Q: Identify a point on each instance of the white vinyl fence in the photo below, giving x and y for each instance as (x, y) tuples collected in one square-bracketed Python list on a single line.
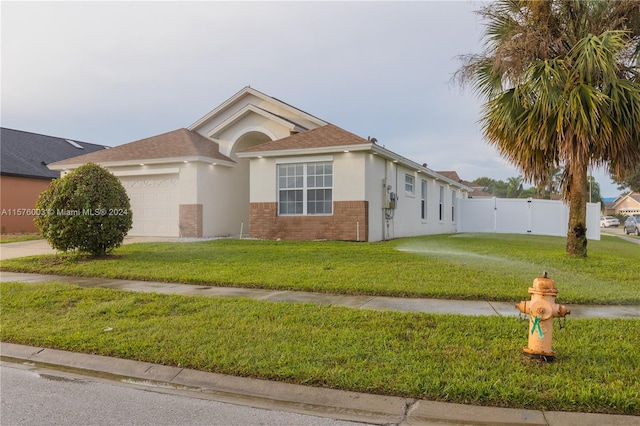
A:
[(522, 216)]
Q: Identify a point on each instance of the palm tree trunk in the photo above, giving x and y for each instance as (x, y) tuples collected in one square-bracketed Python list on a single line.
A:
[(577, 194)]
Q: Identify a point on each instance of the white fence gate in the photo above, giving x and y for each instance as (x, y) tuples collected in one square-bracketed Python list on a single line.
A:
[(522, 216)]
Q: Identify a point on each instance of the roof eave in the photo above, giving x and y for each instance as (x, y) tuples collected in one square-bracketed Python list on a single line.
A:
[(305, 151), (148, 161), (243, 112), (390, 155), (260, 95)]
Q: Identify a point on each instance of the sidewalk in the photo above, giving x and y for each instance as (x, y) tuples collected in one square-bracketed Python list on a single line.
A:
[(436, 306)]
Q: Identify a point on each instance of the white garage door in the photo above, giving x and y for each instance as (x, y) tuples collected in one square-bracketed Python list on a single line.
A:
[(154, 203)]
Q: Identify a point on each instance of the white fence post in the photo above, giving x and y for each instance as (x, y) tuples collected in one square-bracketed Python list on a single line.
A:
[(522, 216)]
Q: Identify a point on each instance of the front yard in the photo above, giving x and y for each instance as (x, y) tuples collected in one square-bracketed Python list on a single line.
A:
[(454, 358), (460, 266)]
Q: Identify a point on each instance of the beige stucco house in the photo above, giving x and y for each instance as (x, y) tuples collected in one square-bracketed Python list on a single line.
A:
[(258, 167), (627, 204)]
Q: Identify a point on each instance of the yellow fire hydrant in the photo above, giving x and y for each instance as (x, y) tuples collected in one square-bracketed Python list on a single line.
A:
[(542, 309)]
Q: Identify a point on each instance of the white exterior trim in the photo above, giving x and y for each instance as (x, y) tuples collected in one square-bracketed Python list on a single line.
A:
[(305, 159), (146, 172), (248, 109)]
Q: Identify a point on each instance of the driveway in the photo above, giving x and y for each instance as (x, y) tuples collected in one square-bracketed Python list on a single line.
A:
[(37, 247)]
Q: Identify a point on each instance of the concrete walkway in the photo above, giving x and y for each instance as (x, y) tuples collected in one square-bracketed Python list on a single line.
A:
[(437, 306)]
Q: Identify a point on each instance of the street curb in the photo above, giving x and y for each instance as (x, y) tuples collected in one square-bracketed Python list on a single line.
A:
[(323, 402)]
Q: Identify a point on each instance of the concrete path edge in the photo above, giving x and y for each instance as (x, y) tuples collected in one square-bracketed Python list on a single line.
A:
[(324, 402)]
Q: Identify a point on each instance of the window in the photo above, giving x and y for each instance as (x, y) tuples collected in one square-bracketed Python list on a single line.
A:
[(441, 206), (305, 188), (423, 200), (453, 206), (408, 184)]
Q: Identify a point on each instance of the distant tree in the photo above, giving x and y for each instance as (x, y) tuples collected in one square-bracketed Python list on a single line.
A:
[(561, 80), (514, 187), (631, 181), (87, 210), (550, 185)]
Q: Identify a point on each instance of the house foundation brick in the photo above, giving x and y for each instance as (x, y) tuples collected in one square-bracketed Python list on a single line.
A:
[(349, 222), (190, 220)]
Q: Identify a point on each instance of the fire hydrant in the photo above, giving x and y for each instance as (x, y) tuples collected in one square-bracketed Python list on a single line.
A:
[(542, 309)]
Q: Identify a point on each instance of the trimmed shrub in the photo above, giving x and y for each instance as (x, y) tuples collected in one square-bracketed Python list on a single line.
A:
[(87, 210)]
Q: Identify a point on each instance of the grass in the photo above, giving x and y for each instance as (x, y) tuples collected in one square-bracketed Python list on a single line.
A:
[(460, 266), (455, 358), (14, 238)]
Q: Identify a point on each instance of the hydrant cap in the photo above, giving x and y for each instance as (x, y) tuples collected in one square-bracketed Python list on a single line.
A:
[(543, 284)]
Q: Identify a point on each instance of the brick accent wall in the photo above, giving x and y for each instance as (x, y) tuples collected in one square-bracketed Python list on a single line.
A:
[(191, 220), (349, 222)]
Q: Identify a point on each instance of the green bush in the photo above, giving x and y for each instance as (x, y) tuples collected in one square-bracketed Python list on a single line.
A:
[(87, 210)]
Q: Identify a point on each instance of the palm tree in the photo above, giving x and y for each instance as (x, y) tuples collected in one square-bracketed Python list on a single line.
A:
[(561, 79)]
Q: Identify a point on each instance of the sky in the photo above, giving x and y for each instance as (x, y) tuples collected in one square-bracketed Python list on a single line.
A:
[(115, 72)]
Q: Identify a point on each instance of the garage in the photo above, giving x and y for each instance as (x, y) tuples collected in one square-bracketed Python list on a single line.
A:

——————————

### Work required:
Please copy the lines above word for word, starting at the line containing "Q: Identify a point on each instance of the hydrant" and continuing up to and including the line containing "[(115, 72)]".

### The completed task:
Q: Identify a point on each instance of the hydrant cap in the photo above, giving x and y for each instance as (x, y) tuples collected in one square-bracketed Python list on a single line.
A:
[(543, 284)]
Q: Identify a point on each instance of the brick accent wall in the photo above, giving x and y for each instance as (x, y) tuples collected in one square-bracketed Python list on a single line.
A:
[(191, 220), (349, 222)]
Q: Identify a point on each instance of the green bush in the photo above, giving x and y for each instance as (x, y) tuples collected in one square-bracketed Python list on a single line.
A:
[(87, 210)]
Q: Identify a point on each instance of the palm tree in the photo above, giving x and y for each instance as (x, y) tuples collected in one square-bracketed Python list on a single line.
A:
[(561, 79)]
Q: Identify a point on each instance of the sky in the photo above, giving x and y for each instance as (x, y) tuples collected in one square-bracketed Python list on a single line.
A:
[(115, 72)]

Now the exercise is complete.